- _WHAT THE TASK REQUIRES_
In the listing below, locate the line containing "point_to annotates the carved open"; reproduce that line and all lines that follow it, unchanged.

- _EXTRACTED MATERIAL_
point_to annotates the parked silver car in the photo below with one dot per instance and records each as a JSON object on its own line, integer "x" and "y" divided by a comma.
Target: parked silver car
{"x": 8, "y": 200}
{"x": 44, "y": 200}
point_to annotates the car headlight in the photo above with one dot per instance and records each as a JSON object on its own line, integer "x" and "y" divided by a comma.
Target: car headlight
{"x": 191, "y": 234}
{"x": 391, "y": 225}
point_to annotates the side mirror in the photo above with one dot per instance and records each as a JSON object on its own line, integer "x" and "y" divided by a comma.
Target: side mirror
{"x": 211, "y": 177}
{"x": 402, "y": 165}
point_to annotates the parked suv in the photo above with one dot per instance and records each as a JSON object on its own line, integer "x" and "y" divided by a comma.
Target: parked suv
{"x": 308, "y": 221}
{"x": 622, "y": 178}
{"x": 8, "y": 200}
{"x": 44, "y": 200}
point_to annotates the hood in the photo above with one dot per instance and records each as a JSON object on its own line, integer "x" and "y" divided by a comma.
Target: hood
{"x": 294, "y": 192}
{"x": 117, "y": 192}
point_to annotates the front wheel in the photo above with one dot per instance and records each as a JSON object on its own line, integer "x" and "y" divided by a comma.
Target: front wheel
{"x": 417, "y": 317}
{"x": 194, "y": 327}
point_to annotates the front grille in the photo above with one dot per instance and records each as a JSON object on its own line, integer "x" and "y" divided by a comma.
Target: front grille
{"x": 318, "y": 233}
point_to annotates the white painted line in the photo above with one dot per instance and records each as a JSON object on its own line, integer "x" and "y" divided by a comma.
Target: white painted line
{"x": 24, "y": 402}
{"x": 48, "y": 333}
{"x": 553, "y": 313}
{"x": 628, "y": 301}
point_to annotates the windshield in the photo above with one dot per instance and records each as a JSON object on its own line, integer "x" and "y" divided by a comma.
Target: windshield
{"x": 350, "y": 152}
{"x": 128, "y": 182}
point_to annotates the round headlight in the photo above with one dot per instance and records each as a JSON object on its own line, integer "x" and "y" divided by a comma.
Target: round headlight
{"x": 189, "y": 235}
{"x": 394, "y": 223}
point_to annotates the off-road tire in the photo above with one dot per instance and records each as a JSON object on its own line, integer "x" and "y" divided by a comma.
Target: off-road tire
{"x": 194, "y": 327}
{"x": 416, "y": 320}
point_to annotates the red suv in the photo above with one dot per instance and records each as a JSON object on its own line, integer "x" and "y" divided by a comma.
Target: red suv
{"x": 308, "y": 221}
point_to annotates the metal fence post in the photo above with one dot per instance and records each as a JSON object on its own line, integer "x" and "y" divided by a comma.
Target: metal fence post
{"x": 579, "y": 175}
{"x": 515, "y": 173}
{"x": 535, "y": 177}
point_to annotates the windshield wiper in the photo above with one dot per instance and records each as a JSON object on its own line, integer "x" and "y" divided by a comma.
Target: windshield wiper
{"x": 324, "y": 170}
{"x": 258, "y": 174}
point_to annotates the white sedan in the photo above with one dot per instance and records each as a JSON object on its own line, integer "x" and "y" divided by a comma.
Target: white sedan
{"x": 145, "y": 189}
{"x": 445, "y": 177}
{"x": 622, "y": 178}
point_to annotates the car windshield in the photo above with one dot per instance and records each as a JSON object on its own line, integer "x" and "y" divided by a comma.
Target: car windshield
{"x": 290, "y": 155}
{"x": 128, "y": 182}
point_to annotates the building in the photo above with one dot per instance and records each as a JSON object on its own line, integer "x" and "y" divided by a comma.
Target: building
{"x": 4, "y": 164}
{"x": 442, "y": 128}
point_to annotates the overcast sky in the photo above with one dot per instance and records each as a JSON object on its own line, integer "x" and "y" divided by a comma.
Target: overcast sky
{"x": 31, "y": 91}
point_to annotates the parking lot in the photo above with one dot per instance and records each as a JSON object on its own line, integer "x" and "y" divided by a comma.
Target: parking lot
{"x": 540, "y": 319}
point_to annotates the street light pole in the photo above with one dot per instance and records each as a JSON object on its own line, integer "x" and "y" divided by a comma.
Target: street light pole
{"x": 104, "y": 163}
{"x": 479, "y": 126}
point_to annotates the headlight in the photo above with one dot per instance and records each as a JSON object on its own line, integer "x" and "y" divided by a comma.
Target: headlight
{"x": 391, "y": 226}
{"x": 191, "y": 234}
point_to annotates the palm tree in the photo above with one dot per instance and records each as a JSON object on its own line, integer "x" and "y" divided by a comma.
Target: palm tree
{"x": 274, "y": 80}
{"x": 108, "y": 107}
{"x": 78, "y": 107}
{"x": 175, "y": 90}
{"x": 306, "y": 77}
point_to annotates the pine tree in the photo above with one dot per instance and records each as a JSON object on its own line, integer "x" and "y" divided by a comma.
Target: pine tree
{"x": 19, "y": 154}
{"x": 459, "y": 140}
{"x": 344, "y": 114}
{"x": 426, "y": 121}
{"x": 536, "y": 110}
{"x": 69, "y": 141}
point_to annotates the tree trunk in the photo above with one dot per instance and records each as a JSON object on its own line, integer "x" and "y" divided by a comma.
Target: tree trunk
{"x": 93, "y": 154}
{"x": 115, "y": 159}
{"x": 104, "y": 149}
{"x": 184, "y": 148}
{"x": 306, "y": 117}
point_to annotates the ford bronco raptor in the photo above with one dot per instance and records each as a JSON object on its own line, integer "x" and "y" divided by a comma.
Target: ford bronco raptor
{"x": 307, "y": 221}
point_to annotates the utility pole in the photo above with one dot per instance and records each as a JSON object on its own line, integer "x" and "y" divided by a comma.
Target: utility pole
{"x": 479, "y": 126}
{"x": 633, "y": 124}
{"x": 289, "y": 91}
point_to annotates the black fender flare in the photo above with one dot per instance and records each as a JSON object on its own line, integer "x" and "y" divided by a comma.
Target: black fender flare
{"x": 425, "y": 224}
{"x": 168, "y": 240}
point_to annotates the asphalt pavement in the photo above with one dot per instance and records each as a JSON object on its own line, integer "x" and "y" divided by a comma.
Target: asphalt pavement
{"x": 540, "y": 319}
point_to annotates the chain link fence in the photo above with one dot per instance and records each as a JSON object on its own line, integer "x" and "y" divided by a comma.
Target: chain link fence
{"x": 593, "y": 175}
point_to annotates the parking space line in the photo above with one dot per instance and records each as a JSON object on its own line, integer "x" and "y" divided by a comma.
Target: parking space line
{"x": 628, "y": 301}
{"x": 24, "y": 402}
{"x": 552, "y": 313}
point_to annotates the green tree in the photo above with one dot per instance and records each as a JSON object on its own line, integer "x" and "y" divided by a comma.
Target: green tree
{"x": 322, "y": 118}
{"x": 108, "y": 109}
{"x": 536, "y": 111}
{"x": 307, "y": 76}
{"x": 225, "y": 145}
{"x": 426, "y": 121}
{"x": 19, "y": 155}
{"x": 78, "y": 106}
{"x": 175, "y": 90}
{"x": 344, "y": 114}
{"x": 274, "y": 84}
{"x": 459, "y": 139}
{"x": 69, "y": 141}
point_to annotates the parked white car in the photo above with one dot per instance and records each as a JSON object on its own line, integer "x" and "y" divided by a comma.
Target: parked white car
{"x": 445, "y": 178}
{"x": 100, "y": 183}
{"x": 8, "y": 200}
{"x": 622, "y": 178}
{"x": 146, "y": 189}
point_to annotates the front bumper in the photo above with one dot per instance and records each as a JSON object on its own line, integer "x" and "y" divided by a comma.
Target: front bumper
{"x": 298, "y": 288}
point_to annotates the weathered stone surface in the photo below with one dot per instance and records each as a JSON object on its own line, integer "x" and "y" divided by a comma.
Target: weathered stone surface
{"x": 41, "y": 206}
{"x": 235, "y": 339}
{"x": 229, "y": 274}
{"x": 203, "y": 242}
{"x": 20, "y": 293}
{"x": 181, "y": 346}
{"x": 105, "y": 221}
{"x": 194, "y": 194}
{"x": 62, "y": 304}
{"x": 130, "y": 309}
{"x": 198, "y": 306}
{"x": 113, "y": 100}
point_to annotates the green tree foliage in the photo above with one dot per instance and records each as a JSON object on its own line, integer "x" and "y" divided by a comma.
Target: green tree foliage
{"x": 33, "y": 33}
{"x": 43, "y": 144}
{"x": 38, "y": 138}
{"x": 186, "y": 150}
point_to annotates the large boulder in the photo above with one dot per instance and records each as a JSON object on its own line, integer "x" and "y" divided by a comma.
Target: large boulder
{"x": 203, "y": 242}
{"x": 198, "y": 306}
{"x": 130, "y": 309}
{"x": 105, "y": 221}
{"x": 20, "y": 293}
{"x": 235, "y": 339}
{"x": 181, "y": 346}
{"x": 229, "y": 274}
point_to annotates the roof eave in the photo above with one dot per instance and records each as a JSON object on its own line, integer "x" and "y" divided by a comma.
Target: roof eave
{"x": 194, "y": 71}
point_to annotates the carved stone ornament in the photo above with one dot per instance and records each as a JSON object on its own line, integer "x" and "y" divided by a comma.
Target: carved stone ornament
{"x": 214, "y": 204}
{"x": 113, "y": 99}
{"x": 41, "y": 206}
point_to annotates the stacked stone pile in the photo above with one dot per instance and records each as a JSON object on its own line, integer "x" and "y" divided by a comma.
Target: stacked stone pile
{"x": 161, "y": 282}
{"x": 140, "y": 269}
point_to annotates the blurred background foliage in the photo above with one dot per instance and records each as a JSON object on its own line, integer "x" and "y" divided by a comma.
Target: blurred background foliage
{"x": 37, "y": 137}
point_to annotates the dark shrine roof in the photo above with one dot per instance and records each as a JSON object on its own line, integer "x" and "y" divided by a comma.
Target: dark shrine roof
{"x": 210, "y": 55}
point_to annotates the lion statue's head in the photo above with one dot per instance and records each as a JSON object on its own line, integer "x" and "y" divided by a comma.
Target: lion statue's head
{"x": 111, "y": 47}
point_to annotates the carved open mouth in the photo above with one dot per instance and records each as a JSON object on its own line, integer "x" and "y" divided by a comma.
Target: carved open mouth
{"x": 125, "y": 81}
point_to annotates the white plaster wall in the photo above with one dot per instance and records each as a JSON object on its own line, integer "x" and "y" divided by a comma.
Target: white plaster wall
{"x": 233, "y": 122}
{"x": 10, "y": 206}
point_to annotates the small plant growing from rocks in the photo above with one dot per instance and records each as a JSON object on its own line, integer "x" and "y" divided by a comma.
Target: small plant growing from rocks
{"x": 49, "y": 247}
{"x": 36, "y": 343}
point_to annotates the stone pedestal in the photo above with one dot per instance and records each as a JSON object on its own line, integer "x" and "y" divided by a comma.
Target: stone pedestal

- _OUTPUT FOR THIS EXERCISE_
point_to annotates the carved open mouth in the photo above with one dot per instance and records each as a JSON object on its own line, integer "x" and "y" divided by a comma.
Target: carved open mouth
{"x": 125, "y": 81}
point_to annotates the white plaster wall in the photo above with one dot per instance and records each as a JSON object on its own line, integer "x" and "y" divided by a comma.
Target: white plaster wall
{"x": 233, "y": 122}
{"x": 10, "y": 206}
point_to annotates the small plant growing from rocks in the photo above with one dot per instance and records each as a JSON object on its own line, integer "x" and "y" divided by a comma.
Target: small plant growing from rocks
{"x": 49, "y": 247}
{"x": 36, "y": 343}
point_to annotates the stone pedestal in the photo above with one dot per instance and records each as a JSON object on its own line, integer "x" and "y" divided by a comma.
Target: stone pedestal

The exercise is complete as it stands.